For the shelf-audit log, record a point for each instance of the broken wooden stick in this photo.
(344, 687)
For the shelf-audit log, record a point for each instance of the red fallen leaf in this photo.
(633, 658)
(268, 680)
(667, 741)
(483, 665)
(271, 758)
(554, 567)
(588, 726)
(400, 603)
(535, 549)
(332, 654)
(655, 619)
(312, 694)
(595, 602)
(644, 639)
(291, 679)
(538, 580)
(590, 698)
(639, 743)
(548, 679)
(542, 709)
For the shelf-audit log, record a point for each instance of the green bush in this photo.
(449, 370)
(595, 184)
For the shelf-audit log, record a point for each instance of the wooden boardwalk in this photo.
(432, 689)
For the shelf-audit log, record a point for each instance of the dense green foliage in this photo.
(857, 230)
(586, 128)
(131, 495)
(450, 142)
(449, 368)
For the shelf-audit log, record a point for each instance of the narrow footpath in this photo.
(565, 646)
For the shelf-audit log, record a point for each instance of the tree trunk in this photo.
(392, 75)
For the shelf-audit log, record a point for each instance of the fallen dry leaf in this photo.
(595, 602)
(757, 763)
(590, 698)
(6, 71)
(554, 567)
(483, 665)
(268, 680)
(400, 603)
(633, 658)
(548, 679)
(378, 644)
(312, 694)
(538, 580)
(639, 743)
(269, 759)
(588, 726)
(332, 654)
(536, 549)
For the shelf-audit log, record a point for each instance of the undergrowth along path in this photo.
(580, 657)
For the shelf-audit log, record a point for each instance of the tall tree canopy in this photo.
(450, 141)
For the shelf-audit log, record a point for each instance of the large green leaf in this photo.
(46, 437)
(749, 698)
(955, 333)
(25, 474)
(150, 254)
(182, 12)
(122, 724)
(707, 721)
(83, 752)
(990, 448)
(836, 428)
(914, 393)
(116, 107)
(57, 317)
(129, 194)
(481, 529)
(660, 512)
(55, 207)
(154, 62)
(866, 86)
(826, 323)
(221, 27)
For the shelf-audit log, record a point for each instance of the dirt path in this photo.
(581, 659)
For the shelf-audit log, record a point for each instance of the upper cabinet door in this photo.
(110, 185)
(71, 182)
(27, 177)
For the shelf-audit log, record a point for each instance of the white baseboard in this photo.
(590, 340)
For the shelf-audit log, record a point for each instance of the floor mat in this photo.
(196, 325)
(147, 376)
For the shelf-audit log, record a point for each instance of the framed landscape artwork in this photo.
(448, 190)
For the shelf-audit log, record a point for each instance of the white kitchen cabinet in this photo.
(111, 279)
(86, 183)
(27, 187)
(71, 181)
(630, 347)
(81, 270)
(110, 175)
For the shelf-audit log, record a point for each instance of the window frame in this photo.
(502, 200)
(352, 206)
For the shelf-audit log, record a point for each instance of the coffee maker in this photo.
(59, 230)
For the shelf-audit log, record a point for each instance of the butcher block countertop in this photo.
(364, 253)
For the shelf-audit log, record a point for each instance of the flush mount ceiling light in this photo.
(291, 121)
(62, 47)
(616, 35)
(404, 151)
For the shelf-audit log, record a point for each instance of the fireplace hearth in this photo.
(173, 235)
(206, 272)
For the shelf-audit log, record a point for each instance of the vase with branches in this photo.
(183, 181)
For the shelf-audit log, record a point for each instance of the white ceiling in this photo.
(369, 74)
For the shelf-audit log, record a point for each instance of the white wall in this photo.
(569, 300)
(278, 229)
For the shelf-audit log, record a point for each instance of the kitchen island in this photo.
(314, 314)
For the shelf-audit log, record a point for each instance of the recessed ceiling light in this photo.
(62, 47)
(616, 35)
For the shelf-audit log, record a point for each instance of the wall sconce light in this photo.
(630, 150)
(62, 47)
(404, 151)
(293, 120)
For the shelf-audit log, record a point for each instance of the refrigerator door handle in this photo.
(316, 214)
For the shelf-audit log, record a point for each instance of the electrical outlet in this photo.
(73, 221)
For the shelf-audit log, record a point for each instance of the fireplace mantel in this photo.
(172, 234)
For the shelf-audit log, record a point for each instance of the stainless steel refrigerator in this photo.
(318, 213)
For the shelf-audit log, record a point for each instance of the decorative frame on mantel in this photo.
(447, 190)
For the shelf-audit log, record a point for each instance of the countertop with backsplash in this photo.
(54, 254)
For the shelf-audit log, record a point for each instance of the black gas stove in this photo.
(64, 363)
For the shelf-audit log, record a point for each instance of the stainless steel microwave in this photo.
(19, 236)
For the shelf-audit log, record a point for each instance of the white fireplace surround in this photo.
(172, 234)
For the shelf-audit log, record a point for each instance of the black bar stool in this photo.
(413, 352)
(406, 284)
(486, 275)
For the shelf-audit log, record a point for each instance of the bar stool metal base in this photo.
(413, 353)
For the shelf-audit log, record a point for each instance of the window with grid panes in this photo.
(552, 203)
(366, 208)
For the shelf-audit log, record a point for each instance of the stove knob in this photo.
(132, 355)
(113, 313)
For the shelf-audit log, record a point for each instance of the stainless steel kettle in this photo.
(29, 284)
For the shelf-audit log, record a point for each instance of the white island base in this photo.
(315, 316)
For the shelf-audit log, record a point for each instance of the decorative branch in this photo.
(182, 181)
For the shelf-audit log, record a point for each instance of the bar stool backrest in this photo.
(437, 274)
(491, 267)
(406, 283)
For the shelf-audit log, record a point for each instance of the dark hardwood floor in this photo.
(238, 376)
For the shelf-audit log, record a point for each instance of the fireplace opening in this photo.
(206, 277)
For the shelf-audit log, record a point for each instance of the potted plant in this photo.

> **The problem**
All the data must be duplicated exactly, with nothing added or removed.

> **Solution to this task**
For the shelf-audit log, record a point for each instance of the broken wooden stick in this photo.
(344, 687)
For the shelf-audit log, record a point for each instance of the red fallen leaf in this photo.
(633, 658)
(268, 680)
(667, 741)
(483, 665)
(271, 758)
(554, 567)
(588, 726)
(400, 603)
(535, 549)
(332, 654)
(655, 619)
(312, 694)
(595, 602)
(644, 639)
(291, 679)
(538, 580)
(590, 698)
(639, 743)
(548, 679)
(542, 709)
For the shelf-audit log, record a point for each instance of the green bush in this photo.
(449, 370)
(595, 184)
For the shelf-audit log, record a point for each instance of the wooden boardwalk in this photo.
(432, 689)
For the shelf-audit log, record a point for each instance of the dense green foliage in this photo.
(857, 230)
(586, 128)
(131, 495)
(450, 142)
(449, 368)
For the shelf-audit log, record a point for each instance of the narrow footpath in this photo.
(565, 646)
For the shelf-audit log, record a point for each instance of the tree trunk in this photo.
(392, 75)
For the shelf-audit log, record a point for each instance of the fallen dry leaf in this photo.
(595, 602)
(757, 763)
(590, 698)
(6, 71)
(554, 567)
(483, 665)
(268, 680)
(400, 603)
(633, 658)
(548, 679)
(378, 644)
(312, 694)
(538, 580)
(639, 743)
(269, 759)
(588, 726)
(332, 654)
(536, 549)
For the shelf-audit log, record a point for each instance of the undergrowth along path in this photo.
(580, 657)
For the shelf-audit log, record a point for each instance of the tall tree canopy in this photo.
(450, 141)
For the shelf-audit log, record a point for each instance of the large green leaf in this photo.
(46, 437)
(749, 698)
(955, 333)
(25, 474)
(150, 254)
(182, 12)
(122, 724)
(707, 721)
(83, 752)
(990, 448)
(836, 428)
(914, 393)
(116, 107)
(57, 317)
(129, 194)
(481, 529)
(660, 512)
(55, 207)
(154, 62)
(866, 86)
(826, 323)
(221, 27)
For the shelf-audit log, record a point for each instance of the dirt path in this photo.
(581, 659)
For the shelf-audit log, record a point for each instance of the upper cabinet door in this photo.
(110, 185)
(71, 182)
(27, 177)
For the shelf-audit log, record a point for each instance of the white baseboard in this photo.
(590, 340)
For the shelf-audit log, record a point for each instance of the floor mat in this photo.
(196, 325)
(147, 376)
For the shelf-audit log, record a point for each instance of the framed landscape artwork in this photo.
(448, 190)
For the shelf-audit log, record a point for each instance of the white kitchen cabinet in this photo.
(111, 279)
(86, 183)
(27, 187)
(71, 181)
(630, 347)
(81, 270)
(110, 175)
For the shelf-audit log, record a point for each instance of the window frame in this photo.
(502, 200)
(352, 206)
For the shelf-audit log, record a point for each instance of the coffee maker in this photo.
(59, 230)
For the shelf-audit log, record a point for each instance of the butcher block countertop in this photo.
(364, 253)
For the shelf-audit log, record a point for each instance of the flush mount ceiling light in this photo.
(291, 121)
(62, 47)
(616, 35)
(404, 151)
For the shelf-audit log, record a point for each instance of the fireplace hearth in this photo.
(173, 235)
(206, 272)
For the shelf-audit log, record a point for each instance of the vase with branches in this photo.
(183, 181)
For the shelf-audit log, record a point for each instance of the white ceiling in this photo.
(369, 74)
For the shelf-audit log, record a point for each instance of the white wall in this photo.
(569, 300)
(278, 229)
For the shelf-audit log, record a point for each instance of the kitchen island in this photo.
(314, 314)
For the shelf-audit log, record a point for each instance of the recessed ceiling light in this photo.
(62, 47)
(616, 35)
For the shelf-audit log, record a point for each instance of the wall sconce light in this photo.
(630, 150)
(62, 47)
(404, 151)
(293, 120)
For the shelf-audit log, record a point for each instance of the refrigerator door handle in this photo.
(316, 214)
For the shelf-audit log, record a point for each instance of the electrical outlet in this photo.
(73, 221)
For the shelf-audit log, record a point for each instance of the fireplace mantel in this photo.
(172, 234)
For the shelf-audit log, record a point for each instance of the stainless steel refrigerator in this photo.
(318, 213)
For the shelf-audit log, record a point for each instance of the decorative frame on mantel in this photo.
(447, 190)
For the shelf-audit log, record a point for each instance of the countertop with backsplash in this photo.
(54, 254)
For the shelf-audit log, record a point for each instance of the black gas stove in this photo.
(64, 363)
For the shelf-audit log, record a point for each instance of the stainless steel microwave in this photo.
(19, 236)
For the shelf-audit log, record a point for each instance of the white fireplace surround in this photo.
(172, 234)
For the shelf-audit log, record a point for each instance of the black bar stool in this photo.
(413, 352)
(406, 284)
(486, 275)
For the shelf-audit log, record a point for each instance of the bar stool metal base in this photo.
(413, 353)
For the shelf-audit log, record a point for each instance of the window with grid panes in this photo.
(552, 203)
(366, 208)
For the shelf-audit log, record a point for each instance of the stove knob in this photo.
(132, 355)
(113, 313)
For the shelf-audit log, record a point for each instance of the stainless steel kettle in this photo.
(29, 284)
For the shelf-audit log, record a point for each instance of the white island base in this photo.
(315, 316)
For the shelf-audit log, record a point for each instance of the decorative branch in this photo.
(182, 181)
For the shelf-audit log, record a point for each instance of the bar stool backrest in this photo.
(437, 274)
(491, 267)
(406, 283)
For the shelf-audit log, record a point for each instance of the dark hardwood floor in this photo.
(238, 376)
For the shelf-audit log, record a point for each instance of the fireplace opening in this photo.
(206, 277)
For the shelf-audit log, record a point for each instance of the potted plant in this photo.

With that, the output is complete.